====== Text excerpt
Senate debates

Tuesday, 7 March 2023

Bills

Private Health Insurance Legislation Amendment (Medical Device and Human Tissue Product List and Cost Recovery) Bill 2022, Private Health Insurance (Prostheses Application and Listing Fees) Amendment (Cost Recovery) Bill 2022, Private Health Insurance (National Joint Replacement Register Levy) Amendment (Consequential Amendments) Bill 2022; In Committee

6:44 pm

Photo of Anne RustonAnne Ruston (SA, Liberal Party, Shadow Minister for Health and Aged Care) Share this | Hansard source

Well, thank you very much, Minister! I can ensure you that these stakeholders have been seeking to speak to the department of health and the minister. I have to tell you that many of them are extremely disappointed at the lack of access that they have been able to have to both of those agencies, both the minister's office and the department, so I'm surprised that you would stand there and say that when clearly these people would love to have the opportunity to be able to get access to the department and access to the minister. It's something that is just not happening.

I also would say this isn't a contested space. This is not a contested space. The opposition, when in government, was very clear. There was a lot of work that went into getting this reform package together. It was not easy. There were a lot of stakeholders with different requirements, and to try and get this to where it is is a credit to the good faith with which the sector has negotiated with the previous government. It is a situation that obviously was inherited by the new government, who has been in the position to bring this legislation forward.

I am merely saying that we have framework legislation that has got no substance to it at all. This is something that has been a complete track record of this government, coming in here and expecting the Senate to vote on something when they don't know the details. It's a bit like: 'Nothing to see here. Trust us. It will all be okay on the day.' You refer to legislative instruments. There are many legislative instruments that, from what I can gather in my discussions, do not even have to come back into this place in relation to regulations that sit under many of the subordinate pieces of activity that sit under this legislation.
============
====== Extracted material
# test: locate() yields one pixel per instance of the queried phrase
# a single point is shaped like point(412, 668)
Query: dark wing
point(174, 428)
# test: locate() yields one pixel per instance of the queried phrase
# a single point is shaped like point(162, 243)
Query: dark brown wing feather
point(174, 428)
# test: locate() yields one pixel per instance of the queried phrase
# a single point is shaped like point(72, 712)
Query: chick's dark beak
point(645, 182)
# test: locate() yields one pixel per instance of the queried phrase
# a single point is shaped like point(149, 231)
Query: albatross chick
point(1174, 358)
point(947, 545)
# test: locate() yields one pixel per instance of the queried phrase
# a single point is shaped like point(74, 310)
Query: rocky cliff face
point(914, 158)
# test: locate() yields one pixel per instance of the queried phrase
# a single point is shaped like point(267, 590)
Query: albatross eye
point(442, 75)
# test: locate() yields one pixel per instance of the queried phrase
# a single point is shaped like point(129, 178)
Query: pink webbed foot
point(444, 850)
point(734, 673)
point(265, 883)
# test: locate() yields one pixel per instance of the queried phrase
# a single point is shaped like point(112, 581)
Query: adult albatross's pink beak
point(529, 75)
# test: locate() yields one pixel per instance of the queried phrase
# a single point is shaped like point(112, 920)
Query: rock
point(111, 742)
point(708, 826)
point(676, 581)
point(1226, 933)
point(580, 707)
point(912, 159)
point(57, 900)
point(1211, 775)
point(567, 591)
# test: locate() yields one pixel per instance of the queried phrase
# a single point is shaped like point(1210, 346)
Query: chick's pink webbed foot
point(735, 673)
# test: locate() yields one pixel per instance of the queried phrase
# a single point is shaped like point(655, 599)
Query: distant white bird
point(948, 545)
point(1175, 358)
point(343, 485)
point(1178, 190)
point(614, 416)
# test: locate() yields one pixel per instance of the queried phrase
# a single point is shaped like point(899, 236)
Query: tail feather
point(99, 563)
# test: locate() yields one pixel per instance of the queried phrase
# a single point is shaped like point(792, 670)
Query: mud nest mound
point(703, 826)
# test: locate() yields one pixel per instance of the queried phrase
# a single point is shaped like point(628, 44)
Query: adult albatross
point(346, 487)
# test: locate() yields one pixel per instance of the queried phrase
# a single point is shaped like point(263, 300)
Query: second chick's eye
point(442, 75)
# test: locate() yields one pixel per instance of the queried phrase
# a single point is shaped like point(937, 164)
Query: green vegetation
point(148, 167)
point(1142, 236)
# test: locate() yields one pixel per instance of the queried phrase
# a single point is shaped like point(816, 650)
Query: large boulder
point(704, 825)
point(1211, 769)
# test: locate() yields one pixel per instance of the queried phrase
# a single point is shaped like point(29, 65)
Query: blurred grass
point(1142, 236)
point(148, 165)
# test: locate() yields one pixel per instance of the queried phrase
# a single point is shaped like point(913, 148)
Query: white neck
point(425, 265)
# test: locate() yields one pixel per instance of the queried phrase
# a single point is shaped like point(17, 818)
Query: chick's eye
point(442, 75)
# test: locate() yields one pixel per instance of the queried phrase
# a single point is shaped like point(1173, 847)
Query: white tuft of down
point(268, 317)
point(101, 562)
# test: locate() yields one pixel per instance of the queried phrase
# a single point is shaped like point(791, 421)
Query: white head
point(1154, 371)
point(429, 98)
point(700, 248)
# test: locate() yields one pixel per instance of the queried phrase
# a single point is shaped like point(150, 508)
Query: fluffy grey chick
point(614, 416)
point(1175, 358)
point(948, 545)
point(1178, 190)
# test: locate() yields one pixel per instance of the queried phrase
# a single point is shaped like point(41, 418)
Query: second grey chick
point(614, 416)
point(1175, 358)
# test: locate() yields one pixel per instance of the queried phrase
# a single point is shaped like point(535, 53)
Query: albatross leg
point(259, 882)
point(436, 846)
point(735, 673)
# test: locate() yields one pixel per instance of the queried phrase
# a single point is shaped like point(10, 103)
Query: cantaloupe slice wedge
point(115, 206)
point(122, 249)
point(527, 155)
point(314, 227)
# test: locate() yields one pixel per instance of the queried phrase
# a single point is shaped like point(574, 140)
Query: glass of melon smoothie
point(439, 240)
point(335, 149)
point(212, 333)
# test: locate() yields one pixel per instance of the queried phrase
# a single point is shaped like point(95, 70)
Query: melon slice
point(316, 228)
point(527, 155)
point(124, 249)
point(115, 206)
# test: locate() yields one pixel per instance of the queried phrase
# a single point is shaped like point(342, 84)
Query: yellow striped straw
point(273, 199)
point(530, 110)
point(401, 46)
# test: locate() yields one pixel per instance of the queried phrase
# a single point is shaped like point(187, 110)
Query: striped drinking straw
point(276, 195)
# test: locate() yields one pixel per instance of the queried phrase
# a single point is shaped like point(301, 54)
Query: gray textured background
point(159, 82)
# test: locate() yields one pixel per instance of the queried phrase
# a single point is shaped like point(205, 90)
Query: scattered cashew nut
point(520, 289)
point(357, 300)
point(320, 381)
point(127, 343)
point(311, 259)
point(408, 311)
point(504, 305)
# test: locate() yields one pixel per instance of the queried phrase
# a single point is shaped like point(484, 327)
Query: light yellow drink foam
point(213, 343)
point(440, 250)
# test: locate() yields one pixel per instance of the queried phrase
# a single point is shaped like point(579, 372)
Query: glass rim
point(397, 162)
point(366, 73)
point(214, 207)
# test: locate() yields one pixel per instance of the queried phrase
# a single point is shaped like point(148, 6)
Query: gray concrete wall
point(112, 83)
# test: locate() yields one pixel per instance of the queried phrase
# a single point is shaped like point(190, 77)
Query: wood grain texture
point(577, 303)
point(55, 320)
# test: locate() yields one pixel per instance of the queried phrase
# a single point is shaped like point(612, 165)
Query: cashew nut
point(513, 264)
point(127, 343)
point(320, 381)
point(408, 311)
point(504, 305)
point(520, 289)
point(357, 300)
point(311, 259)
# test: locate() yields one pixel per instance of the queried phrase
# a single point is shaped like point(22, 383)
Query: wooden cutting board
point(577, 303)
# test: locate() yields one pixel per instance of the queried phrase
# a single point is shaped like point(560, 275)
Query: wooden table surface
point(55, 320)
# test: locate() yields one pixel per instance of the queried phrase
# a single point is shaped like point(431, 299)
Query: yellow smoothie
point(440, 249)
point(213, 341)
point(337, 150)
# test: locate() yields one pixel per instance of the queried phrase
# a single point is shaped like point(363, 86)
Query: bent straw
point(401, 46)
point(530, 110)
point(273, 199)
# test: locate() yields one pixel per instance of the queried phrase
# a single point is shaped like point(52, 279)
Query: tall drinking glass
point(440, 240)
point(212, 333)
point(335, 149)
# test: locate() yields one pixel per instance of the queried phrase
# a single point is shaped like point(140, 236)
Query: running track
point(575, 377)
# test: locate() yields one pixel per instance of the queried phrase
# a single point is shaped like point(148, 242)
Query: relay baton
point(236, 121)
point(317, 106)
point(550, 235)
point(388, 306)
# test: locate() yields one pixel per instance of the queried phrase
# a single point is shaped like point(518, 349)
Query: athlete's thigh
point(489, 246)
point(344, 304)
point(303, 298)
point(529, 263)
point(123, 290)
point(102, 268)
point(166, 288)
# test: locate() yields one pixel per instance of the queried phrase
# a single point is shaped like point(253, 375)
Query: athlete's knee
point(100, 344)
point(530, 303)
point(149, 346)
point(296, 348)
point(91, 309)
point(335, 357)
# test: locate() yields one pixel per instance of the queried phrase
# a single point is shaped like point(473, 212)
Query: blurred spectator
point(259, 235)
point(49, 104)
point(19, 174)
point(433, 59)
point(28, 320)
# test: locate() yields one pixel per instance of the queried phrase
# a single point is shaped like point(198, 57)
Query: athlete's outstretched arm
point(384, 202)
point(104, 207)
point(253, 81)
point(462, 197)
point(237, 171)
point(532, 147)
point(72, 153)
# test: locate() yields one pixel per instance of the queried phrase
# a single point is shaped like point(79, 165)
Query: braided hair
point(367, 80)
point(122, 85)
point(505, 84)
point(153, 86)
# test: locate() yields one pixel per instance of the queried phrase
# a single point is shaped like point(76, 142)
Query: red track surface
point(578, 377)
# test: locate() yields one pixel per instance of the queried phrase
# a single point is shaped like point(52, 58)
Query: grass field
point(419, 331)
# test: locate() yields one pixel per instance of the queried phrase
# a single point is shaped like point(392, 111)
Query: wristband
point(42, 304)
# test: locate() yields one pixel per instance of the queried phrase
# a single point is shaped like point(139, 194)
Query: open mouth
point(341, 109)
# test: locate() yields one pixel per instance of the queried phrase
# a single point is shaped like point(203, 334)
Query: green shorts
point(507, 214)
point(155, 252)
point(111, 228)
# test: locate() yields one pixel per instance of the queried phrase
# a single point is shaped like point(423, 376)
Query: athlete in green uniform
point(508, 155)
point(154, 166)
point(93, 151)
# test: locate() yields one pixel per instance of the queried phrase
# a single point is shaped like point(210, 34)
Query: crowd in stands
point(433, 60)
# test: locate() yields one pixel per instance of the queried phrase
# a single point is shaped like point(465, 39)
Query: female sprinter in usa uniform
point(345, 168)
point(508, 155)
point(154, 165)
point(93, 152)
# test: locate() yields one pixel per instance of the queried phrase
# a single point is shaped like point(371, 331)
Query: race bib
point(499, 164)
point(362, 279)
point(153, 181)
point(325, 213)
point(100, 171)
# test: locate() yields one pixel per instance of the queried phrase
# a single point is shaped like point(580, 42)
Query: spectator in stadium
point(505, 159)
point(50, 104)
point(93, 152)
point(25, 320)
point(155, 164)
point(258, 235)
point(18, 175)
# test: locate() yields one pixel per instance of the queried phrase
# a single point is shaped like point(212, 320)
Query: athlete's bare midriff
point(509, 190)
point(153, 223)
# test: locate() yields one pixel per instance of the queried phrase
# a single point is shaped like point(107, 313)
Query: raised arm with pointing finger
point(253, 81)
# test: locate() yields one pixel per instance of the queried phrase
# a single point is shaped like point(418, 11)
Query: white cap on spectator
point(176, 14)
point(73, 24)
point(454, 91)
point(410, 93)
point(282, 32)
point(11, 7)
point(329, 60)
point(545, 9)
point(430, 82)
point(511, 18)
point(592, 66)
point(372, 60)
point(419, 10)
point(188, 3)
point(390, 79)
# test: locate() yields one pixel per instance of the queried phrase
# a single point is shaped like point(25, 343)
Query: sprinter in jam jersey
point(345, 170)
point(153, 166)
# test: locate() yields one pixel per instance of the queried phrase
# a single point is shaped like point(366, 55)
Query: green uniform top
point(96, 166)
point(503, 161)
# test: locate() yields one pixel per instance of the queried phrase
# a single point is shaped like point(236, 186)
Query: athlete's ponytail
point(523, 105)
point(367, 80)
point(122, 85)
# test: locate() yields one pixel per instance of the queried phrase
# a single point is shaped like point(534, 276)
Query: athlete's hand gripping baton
============
◆ Tasks to perform:
- 1) In the Senate debate excerpt, what does Anne Ruston say the framework legislation has none of?
- 2) Write the next part of the Senate debate excerpt, picking up right after its final sentence.
These records were taken from a separate source.

◆ Task responses:
- 1) Substance; she says it "has got no substance to it at all."

- 2)
I think, if you'd bothered to wait for a little bit longer and had actually done the work around the cost recovery arrangements and around the funding model for those items that were no longer going to be on the list and are going to be contained in general use, if you had bothered to go and do all this consultation and then brought this piece of legislation back into this place, knowing that the sector had had the opportunity to speak, had had the opportunity to provide information more broadly to other members of this chamber, because I know there are many other members of the Senate who would have been very keen to understand what the stakeholders—the private hospitals, the suppliers, the private health insurers, the patients and the clinicians—think of the details that sit underneath these changes, it would have given us a great deal more confidence that we actually had got this right. We have got no idea whatsoever whether what sits under this is going to be acceptable to the broader sector and, most particularly, we do not know, because we have no detail, whether it is going to be something that is of overall benefit to patients and whether it's going to be something that is more broadly accepted. As an example, I ask you: can you guarantee to us, without any information here around what is included and how the funding model is going to work and the like, that there will be no changes to surgeries in hospitals because they are no longer able to afford to deliver a particular type of surgery because the funding mechanism for the bundling means that the hospital decides that they're no longer going to undertake that procedure? Can you give us the guarantee?